What is being asked - Starting at the line containing "finger visible in it." and ending at the line containing "xmin=72 ymin=106 xmax=91 ymax=130", write out those lines of the records below, requests included, and increase every pixel coordinate in the answers by 113. Leave the requests and their sample coordinates unchanged.

— begin Data to use —

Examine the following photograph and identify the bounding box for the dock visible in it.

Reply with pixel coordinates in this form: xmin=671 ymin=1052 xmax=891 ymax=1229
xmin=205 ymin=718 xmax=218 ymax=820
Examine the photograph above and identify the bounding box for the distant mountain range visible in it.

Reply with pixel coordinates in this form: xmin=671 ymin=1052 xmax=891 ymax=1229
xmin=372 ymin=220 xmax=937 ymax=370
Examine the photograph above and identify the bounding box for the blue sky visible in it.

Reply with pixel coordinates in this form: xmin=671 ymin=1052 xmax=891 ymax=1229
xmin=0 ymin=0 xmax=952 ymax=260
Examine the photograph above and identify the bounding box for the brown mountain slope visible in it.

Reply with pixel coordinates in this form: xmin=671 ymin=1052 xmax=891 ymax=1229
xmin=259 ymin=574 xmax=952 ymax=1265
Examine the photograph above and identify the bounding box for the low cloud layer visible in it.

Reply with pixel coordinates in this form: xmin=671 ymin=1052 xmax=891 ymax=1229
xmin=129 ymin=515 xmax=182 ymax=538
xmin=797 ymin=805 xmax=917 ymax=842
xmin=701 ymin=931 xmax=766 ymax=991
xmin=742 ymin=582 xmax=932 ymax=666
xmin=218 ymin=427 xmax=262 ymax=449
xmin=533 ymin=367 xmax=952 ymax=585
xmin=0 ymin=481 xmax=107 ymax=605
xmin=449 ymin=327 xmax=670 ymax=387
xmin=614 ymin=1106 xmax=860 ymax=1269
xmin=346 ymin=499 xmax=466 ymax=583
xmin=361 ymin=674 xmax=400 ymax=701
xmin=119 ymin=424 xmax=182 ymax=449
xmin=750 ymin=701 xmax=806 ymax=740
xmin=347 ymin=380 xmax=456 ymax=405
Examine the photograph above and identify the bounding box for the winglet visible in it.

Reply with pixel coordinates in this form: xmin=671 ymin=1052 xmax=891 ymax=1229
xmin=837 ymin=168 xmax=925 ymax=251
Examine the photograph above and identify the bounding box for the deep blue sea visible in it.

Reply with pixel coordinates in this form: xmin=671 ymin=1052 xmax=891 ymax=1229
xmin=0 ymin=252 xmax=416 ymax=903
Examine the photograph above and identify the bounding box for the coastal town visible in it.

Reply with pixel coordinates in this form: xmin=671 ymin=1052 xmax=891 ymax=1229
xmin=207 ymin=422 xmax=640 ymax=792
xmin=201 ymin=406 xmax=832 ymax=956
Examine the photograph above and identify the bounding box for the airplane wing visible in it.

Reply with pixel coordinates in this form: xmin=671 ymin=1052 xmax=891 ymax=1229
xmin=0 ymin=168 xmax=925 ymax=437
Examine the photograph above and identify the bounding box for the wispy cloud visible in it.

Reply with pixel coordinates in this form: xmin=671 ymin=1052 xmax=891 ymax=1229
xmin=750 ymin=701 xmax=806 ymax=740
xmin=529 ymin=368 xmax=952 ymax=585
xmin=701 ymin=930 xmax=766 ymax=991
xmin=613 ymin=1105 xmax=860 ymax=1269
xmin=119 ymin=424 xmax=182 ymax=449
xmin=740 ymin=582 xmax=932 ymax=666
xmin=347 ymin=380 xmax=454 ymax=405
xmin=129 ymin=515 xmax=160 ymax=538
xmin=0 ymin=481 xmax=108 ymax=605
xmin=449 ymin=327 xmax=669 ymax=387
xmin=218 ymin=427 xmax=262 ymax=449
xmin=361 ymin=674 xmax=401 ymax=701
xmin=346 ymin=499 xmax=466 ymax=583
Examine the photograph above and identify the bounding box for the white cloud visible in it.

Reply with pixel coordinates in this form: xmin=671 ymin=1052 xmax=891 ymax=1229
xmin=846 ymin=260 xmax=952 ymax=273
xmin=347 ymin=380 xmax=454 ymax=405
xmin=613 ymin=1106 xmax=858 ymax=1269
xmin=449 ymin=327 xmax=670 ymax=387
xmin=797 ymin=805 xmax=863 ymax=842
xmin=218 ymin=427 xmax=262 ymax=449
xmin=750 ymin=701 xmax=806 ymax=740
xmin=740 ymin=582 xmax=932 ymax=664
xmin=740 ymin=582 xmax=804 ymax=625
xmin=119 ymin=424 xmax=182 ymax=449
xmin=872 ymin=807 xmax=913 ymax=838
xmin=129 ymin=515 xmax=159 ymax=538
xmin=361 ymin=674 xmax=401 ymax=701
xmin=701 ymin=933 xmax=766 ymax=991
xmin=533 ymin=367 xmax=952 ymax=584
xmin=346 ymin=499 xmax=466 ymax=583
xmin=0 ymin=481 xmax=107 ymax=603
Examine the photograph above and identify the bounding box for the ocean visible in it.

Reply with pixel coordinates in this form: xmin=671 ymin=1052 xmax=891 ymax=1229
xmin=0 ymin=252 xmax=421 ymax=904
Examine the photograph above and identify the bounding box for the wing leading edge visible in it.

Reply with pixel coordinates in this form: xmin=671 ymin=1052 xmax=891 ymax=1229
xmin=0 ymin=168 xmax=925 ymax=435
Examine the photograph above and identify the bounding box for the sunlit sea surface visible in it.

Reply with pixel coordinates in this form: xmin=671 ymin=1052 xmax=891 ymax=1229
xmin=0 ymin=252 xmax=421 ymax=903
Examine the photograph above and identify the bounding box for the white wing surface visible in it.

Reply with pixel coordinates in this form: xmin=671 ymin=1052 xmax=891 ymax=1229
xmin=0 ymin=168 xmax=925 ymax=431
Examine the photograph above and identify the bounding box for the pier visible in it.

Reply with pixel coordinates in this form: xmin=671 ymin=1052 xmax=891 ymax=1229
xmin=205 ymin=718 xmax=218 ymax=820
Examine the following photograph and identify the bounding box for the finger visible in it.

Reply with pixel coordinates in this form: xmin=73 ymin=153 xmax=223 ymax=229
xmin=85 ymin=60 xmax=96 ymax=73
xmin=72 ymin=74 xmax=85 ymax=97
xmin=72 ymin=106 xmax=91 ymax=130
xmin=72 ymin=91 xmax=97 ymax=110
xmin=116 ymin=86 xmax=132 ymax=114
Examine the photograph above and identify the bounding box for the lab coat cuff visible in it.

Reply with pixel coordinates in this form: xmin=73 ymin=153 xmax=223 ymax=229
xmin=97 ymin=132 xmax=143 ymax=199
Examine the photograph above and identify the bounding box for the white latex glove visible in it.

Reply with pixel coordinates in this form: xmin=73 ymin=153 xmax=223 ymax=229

— end Data to use —

Right answer -
Examine the following photograph and identify the bounding box for the finger visible in it.

Reply with pixel coordinates in this form: xmin=73 ymin=153 xmax=223 ymax=229
xmin=198 ymin=173 xmax=209 ymax=186
xmin=185 ymin=187 xmax=198 ymax=210
xmin=185 ymin=219 xmax=204 ymax=243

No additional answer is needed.